REQUEST:
Copy out the rows that begin at the line containing "Where can you spot the night" and stop after the line containing "column 67, row 339", with both of those lines included. Leave the pictures out of your copy.

* START MATERIAL FOR THIS TASK *

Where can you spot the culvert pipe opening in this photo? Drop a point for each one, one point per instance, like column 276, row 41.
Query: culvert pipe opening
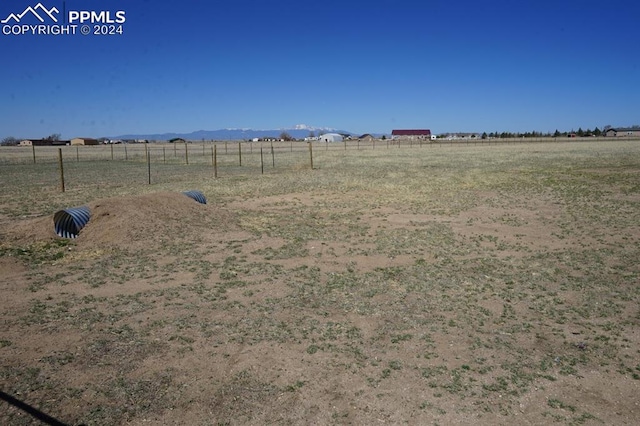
column 69, row 222
column 196, row 195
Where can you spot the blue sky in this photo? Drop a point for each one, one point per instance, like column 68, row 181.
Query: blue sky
column 364, row 67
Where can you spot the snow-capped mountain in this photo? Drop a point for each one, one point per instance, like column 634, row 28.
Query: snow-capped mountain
column 298, row 131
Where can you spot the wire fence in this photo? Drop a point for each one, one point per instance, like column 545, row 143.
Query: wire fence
column 232, row 152
column 174, row 162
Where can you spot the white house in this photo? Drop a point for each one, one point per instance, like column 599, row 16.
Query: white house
column 331, row 137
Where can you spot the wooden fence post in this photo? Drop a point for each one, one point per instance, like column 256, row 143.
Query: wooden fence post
column 215, row 162
column 60, row 165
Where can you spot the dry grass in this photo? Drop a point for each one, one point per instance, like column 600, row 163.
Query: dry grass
column 422, row 285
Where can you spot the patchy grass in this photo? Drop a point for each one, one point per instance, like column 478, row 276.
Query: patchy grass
column 428, row 284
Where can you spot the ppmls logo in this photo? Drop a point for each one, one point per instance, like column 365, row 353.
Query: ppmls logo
column 34, row 11
column 85, row 22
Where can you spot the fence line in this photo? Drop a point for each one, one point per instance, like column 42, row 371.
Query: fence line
column 245, row 154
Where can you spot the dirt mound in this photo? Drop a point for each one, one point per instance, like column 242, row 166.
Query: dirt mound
column 129, row 222
column 141, row 221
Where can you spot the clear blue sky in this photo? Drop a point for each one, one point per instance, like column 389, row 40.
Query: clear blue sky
column 446, row 65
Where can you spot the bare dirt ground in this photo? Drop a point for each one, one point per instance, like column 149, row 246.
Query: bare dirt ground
column 327, row 307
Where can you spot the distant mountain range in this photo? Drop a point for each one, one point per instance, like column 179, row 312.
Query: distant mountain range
column 299, row 131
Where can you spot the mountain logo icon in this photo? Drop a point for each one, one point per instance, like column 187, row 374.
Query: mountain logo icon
column 38, row 11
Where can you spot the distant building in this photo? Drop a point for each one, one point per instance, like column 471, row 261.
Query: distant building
column 622, row 132
column 331, row 137
column 43, row 142
column 84, row 141
column 411, row 134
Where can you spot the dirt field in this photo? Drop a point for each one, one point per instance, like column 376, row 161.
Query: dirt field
column 454, row 285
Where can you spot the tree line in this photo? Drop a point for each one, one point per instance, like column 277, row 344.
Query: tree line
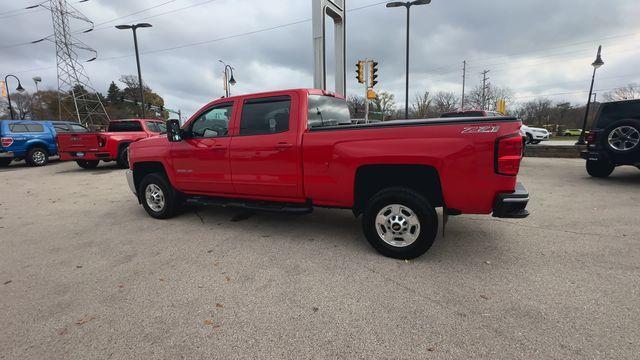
column 119, row 103
column 541, row 111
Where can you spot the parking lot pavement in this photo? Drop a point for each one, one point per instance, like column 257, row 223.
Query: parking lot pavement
column 85, row 273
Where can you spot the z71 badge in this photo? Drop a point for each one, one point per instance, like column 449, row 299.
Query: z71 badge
column 480, row 129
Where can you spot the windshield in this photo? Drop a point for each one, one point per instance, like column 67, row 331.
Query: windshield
column 327, row 111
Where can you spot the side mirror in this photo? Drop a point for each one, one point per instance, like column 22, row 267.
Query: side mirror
column 174, row 133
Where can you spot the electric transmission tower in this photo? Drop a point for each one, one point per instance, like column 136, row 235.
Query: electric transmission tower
column 77, row 99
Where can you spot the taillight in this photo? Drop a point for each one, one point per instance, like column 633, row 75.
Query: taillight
column 6, row 142
column 101, row 141
column 508, row 155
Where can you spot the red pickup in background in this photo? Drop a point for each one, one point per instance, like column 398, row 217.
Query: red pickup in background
column 294, row 150
column 88, row 149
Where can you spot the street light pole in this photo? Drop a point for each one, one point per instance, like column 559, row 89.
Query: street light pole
column 19, row 89
column 407, row 5
column 228, row 78
column 135, row 44
column 596, row 64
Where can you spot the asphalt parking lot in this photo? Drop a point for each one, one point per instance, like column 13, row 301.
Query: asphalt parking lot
column 85, row 273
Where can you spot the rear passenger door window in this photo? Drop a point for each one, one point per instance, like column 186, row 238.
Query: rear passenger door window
column 78, row 128
column 61, row 128
column 213, row 123
column 265, row 116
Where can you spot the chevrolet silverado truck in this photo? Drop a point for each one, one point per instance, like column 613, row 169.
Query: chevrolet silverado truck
column 294, row 150
column 89, row 148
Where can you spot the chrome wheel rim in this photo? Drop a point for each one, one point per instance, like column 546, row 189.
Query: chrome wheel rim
column 397, row 225
column 38, row 157
column 154, row 197
column 624, row 138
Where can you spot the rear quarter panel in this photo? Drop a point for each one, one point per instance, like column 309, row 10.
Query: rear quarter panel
column 464, row 161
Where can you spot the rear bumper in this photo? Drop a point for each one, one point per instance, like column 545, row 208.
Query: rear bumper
column 594, row 155
column 540, row 137
column 79, row 155
column 512, row 205
column 131, row 182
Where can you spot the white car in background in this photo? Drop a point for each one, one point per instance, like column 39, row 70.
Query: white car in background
column 535, row 135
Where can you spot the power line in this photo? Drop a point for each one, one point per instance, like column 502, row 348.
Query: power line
column 162, row 14
column 570, row 92
column 136, row 12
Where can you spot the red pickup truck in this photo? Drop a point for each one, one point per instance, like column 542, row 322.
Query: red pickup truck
column 293, row 150
column 87, row 149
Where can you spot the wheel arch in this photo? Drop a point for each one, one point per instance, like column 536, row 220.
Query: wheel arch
column 370, row 179
column 142, row 169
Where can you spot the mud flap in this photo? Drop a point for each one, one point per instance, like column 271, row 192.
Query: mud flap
column 443, row 218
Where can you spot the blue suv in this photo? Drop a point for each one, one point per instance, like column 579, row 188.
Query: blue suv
column 33, row 141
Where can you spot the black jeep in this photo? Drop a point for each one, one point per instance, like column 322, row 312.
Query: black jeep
column 614, row 139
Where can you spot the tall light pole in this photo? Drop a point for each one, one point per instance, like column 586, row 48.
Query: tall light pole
column 19, row 89
column 596, row 65
column 408, row 5
column 228, row 78
column 135, row 43
column 36, row 80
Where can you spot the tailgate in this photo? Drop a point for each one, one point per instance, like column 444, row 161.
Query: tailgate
column 74, row 142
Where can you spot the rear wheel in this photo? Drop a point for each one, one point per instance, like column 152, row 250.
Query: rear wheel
column 37, row 157
column 400, row 223
column 88, row 164
column 599, row 169
column 623, row 137
column 158, row 197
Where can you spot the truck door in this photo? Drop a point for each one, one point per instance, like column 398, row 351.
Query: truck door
column 201, row 160
column 265, row 156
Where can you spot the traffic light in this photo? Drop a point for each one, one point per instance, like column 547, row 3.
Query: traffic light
column 374, row 73
column 360, row 71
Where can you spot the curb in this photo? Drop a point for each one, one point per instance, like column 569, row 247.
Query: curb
column 554, row 151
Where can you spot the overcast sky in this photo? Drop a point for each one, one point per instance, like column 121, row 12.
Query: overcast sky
column 533, row 47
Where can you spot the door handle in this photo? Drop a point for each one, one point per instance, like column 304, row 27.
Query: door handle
column 283, row 146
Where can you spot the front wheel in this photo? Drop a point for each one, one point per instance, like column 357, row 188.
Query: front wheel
column 400, row 223
column 158, row 197
column 88, row 164
column 599, row 169
column 37, row 157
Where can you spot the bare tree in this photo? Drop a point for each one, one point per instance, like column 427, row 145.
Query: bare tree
column 421, row 108
column 492, row 95
column 445, row 102
column 356, row 106
column 629, row 92
column 385, row 104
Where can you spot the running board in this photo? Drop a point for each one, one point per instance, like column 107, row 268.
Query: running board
column 290, row 208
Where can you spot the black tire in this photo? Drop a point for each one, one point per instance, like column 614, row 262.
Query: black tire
column 169, row 195
column 418, row 206
column 37, row 156
column 123, row 157
column 599, row 169
column 88, row 164
column 630, row 123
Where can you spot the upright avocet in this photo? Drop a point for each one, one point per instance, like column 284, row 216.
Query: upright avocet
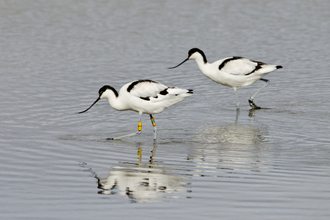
column 143, row 96
column 235, row 72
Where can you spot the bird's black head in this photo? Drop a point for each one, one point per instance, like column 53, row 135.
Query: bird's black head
column 194, row 50
column 105, row 88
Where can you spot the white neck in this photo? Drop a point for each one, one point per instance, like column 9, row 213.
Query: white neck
column 204, row 67
column 114, row 101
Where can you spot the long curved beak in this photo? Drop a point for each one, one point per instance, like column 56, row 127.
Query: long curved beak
column 98, row 99
column 178, row 64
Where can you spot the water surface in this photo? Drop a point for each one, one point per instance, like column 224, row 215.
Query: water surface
column 209, row 161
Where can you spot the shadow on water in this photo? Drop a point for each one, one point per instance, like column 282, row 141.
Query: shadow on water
column 227, row 150
column 143, row 182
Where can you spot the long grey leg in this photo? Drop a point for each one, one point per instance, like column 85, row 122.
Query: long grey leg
column 133, row 134
column 251, row 103
column 237, row 102
column 154, row 125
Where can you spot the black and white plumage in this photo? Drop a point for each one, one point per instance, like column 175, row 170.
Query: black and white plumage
column 234, row 72
column 143, row 96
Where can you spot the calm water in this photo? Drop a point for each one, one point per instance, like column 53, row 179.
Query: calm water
column 210, row 161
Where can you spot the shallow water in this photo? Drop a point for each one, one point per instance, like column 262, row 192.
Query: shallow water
column 209, row 160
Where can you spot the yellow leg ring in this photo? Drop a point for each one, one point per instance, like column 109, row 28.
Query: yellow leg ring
column 153, row 122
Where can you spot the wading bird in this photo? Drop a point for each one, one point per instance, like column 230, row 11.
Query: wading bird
column 234, row 72
column 143, row 96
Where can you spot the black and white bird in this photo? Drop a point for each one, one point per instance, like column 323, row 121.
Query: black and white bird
column 234, row 72
column 143, row 96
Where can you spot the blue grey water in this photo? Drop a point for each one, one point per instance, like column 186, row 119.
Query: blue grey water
column 209, row 162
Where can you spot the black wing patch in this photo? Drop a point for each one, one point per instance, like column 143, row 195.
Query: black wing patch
column 228, row 60
column 130, row 87
column 164, row 92
column 145, row 98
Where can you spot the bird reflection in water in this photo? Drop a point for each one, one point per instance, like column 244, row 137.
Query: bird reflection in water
column 143, row 182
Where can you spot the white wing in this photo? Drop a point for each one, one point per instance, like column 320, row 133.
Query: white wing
column 145, row 88
column 240, row 65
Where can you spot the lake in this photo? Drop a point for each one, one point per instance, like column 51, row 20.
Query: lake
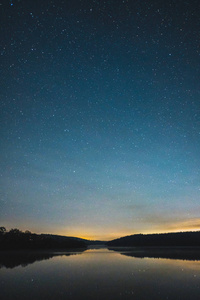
column 97, row 274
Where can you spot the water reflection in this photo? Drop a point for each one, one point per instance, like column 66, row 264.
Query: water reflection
column 101, row 274
column 14, row 259
column 170, row 253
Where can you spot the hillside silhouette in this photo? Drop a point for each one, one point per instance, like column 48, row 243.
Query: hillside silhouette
column 181, row 239
column 18, row 240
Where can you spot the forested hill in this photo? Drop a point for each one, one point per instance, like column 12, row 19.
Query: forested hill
column 158, row 240
column 17, row 240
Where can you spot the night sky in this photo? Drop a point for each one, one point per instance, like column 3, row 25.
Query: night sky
column 100, row 116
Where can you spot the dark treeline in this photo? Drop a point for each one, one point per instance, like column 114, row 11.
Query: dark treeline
column 18, row 240
column 181, row 239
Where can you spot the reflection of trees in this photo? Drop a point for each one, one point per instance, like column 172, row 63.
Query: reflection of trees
column 168, row 253
column 14, row 259
column 18, row 240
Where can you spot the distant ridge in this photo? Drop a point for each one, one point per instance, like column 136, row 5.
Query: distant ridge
column 188, row 239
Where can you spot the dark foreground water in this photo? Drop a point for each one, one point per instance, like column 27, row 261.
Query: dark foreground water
column 97, row 274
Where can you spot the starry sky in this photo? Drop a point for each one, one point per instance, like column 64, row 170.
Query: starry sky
column 100, row 116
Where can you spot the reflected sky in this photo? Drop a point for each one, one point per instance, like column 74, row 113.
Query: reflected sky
column 103, row 274
column 100, row 116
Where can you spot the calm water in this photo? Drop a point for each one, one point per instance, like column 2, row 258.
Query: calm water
column 97, row 274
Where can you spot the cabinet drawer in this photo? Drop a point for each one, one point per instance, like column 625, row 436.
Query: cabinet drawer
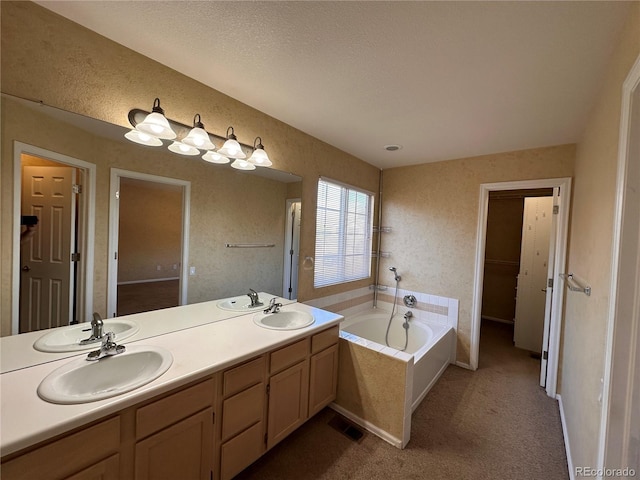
column 167, row 411
column 241, row 451
column 68, row 455
column 322, row 340
column 289, row 355
column 242, row 410
column 238, row 378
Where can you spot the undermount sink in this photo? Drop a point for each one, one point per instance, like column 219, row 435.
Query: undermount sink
column 240, row 304
column 83, row 381
column 284, row 320
column 67, row 339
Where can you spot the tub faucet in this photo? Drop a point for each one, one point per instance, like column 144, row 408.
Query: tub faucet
column 273, row 306
column 255, row 301
column 96, row 330
column 108, row 348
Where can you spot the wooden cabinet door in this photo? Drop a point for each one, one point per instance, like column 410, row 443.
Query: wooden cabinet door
column 323, row 379
column 184, row 450
column 288, row 402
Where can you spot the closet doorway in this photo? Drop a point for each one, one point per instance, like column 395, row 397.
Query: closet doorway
column 554, row 296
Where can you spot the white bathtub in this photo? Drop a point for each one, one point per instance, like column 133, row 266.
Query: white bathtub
column 431, row 345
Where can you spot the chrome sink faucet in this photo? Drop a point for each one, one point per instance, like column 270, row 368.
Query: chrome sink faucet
column 273, row 306
column 96, row 330
column 108, row 348
column 255, row 301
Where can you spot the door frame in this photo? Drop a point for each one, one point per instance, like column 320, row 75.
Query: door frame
column 559, row 267
column 86, row 235
column 617, row 395
column 114, row 218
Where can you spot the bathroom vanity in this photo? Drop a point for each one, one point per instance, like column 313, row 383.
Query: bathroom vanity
column 234, row 391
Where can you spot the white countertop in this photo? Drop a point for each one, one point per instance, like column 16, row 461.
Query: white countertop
column 17, row 351
column 26, row 419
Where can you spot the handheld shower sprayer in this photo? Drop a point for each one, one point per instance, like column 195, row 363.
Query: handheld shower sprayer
column 397, row 277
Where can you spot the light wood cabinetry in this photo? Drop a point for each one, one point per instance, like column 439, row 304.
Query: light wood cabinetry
column 241, row 430
column 178, row 435
column 89, row 453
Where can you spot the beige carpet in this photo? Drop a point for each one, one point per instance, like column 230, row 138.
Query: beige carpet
column 495, row 423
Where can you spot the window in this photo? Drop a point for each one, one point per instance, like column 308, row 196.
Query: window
column 343, row 234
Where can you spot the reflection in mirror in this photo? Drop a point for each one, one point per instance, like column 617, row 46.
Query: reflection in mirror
column 227, row 208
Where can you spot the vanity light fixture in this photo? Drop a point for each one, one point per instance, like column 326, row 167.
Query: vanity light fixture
column 259, row 157
column 242, row 164
column 151, row 128
column 215, row 157
column 142, row 138
column 156, row 123
column 231, row 147
column 183, row 149
column 198, row 137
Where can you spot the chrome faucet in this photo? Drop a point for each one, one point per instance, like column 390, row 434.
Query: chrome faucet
column 273, row 306
column 96, row 330
column 255, row 301
column 108, row 348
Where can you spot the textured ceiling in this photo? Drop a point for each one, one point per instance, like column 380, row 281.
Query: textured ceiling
column 443, row 79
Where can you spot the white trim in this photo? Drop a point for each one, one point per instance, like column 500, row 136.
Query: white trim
column 565, row 434
column 89, row 222
column 368, row 426
column 112, row 276
column 560, row 262
column 148, row 280
column 628, row 87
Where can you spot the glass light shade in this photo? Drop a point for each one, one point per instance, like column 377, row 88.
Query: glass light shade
column 232, row 149
column 215, row 157
column 241, row 164
column 182, row 149
column 142, row 138
column 260, row 158
column 157, row 125
column 199, row 138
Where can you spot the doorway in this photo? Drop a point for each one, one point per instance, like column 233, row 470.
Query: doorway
column 516, row 267
column 51, row 287
column 554, row 296
column 291, row 248
column 148, row 247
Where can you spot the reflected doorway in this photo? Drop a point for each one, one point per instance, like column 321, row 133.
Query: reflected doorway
column 53, row 239
column 148, row 245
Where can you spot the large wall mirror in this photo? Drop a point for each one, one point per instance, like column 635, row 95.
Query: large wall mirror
column 178, row 224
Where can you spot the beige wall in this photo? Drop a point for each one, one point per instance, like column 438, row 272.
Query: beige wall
column 433, row 211
column 149, row 231
column 590, row 250
column 49, row 58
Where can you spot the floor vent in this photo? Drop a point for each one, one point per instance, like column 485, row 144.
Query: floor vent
column 348, row 429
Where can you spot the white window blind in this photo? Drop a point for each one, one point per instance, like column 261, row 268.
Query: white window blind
column 343, row 234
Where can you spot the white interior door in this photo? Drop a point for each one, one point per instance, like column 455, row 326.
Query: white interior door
column 46, row 280
column 532, row 279
column 550, row 286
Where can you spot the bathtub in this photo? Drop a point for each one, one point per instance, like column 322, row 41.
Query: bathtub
column 369, row 388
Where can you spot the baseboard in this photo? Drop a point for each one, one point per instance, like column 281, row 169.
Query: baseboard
column 368, row 426
column 149, row 280
column 565, row 434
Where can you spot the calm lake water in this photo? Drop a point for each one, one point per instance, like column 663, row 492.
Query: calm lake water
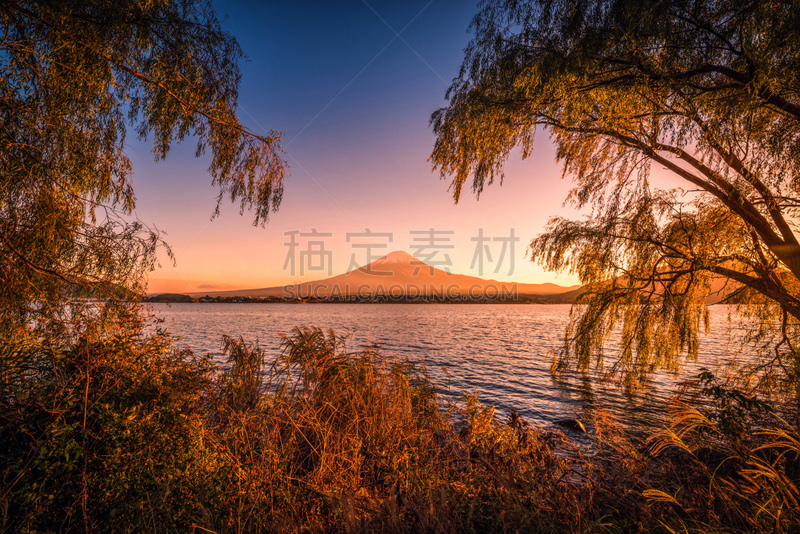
column 502, row 351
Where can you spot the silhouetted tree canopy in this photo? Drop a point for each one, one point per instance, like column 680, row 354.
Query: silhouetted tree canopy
column 74, row 78
column 708, row 91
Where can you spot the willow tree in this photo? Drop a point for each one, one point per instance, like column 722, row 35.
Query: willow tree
column 709, row 92
column 75, row 77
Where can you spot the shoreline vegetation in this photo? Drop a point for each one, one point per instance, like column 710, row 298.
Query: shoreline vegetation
column 122, row 432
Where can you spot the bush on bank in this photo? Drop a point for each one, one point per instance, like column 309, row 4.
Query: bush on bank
column 123, row 432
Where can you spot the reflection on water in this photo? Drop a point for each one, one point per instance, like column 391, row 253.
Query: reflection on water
column 502, row 351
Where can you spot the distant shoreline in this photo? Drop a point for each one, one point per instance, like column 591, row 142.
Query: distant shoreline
column 171, row 298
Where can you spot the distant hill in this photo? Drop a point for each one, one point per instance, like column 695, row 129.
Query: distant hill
column 401, row 275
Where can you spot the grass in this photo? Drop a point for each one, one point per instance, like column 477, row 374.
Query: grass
column 125, row 433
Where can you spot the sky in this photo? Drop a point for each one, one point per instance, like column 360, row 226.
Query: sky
column 351, row 85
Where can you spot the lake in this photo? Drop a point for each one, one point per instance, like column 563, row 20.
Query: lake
column 502, row 351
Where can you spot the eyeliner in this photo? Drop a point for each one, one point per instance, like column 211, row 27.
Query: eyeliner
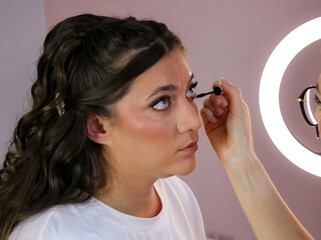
column 216, row 90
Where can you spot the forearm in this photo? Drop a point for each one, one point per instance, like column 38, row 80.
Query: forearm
column 267, row 213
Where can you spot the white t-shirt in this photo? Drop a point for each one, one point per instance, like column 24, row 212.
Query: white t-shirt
column 180, row 218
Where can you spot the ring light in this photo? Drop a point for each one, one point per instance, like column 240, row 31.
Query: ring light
column 269, row 90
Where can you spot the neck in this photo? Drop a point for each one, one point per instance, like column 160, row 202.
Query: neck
column 131, row 197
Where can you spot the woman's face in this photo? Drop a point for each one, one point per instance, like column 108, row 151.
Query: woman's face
column 156, row 129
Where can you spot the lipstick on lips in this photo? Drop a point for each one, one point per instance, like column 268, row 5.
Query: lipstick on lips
column 191, row 148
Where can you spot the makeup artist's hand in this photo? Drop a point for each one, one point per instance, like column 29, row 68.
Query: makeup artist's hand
column 227, row 123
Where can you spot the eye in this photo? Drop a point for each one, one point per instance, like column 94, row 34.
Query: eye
column 190, row 92
column 161, row 103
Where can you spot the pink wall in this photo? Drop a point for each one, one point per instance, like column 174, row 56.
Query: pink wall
column 223, row 38
column 22, row 31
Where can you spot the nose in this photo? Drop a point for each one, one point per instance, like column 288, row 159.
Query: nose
column 188, row 118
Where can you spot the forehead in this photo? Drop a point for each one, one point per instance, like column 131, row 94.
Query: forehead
column 171, row 69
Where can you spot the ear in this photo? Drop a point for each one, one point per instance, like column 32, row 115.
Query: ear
column 96, row 129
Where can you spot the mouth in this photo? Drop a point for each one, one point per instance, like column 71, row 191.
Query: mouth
column 191, row 148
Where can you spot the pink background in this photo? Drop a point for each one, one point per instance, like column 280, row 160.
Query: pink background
column 223, row 38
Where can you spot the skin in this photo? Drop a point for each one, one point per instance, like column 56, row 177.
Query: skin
column 228, row 127
column 146, row 140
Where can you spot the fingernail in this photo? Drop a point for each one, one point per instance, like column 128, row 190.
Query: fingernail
column 218, row 111
column 227, row 81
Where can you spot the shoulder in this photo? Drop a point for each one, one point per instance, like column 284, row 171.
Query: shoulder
column 32, row 227
column 174, row 185
column 71, row 221
column 174, row 189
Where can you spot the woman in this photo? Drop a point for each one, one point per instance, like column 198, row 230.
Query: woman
column 113, row 121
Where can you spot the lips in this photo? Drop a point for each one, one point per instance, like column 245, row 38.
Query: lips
column 192, row 147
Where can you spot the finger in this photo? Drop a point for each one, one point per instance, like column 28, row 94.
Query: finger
column 217, row 110
column 233, row 95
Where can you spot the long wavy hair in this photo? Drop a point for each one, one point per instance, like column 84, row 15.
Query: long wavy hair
column 88, row 63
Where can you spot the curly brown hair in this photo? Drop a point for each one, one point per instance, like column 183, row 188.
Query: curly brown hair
column 90, row 62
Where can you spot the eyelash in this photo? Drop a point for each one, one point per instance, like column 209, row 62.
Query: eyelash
column 193, row 85
column 316, row 99
column 167, row 98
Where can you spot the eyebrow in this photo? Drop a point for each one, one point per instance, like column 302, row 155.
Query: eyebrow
column 168, row 87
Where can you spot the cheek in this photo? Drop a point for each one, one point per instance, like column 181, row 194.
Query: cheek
column 144, row 129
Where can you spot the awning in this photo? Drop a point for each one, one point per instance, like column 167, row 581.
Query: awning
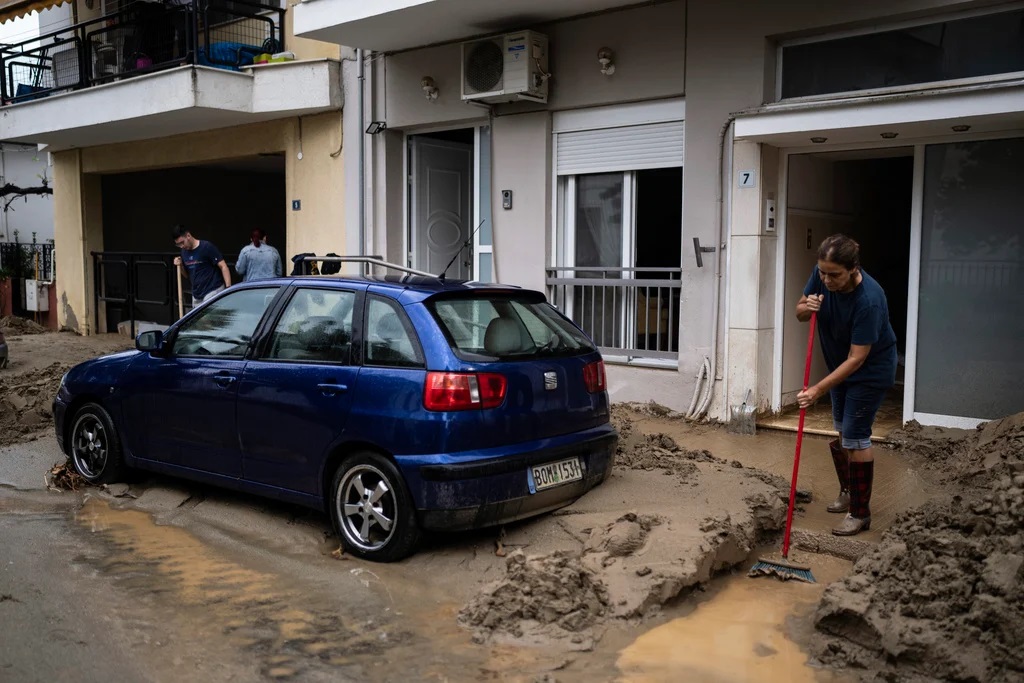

* END MATERIAL FOR THIS TASK *

FULL OUTPUT:
Where can you spot the night sky in this photo? Drop a point for each one, one point per instance, like column 3, row 25.
Query: night sky
column 100, row 116
Where can you spot the dark treeline in this photo? Drop a point for each one, one point per instance, like column 114, row 11.
Query: dark treeline
column 18, row 240
column 181, row 239
Where can you spot the reflection of trees in this photo? Drop a point for each one, one point per instance, like column 172, row 63.
Query: reflection of trees
column 168, row 253
column 14, row 259
column 18, row 240
Where can you spot the distant ridge in this photo? Drop a point for each one, one point per instance, like column 136, row 5.
Query: distant ridge
column 188, row 239
Where can you spot the dark foreground water in this photo? Drop a point for each one, one point per instance, like column 27, row 261.
Query: dark foreground water
column 97, row 274
Where can you spot the starry sky in this photo? Drop a point for each one, one point per instance, like column 64, row 170.
Query: starry sky
column 100, row 116
Where can you spot the reflected sky in this photo? Drop a point for each one, one point per instance, like column 74, row 113.
Query: reflected sky
column 103, row 274
column 100, row 116
Where can you spot the calm water in this photo? Drop a point for each one, one point per instance, like column 2, row 258.
Query: calm water
column 97, row 274
Where can you spot the cabinet drawer in this photo? Drop a point for each one, one point per instance, like column 625, row 436.
Query: cabinet drawer
column 167, row 411
column 241, row 451
column 68, row 455
column 322, row 340
column 289, row 355
column 242, row 410
column 238, row 378
Where can you spot the undermount sink in this photo? Drop a point for each one, one point per instance, like column 219, row 435.
Query: undermount sink
column 240, row 304
column 83, row 381
column 284, row 320
column 67, row 339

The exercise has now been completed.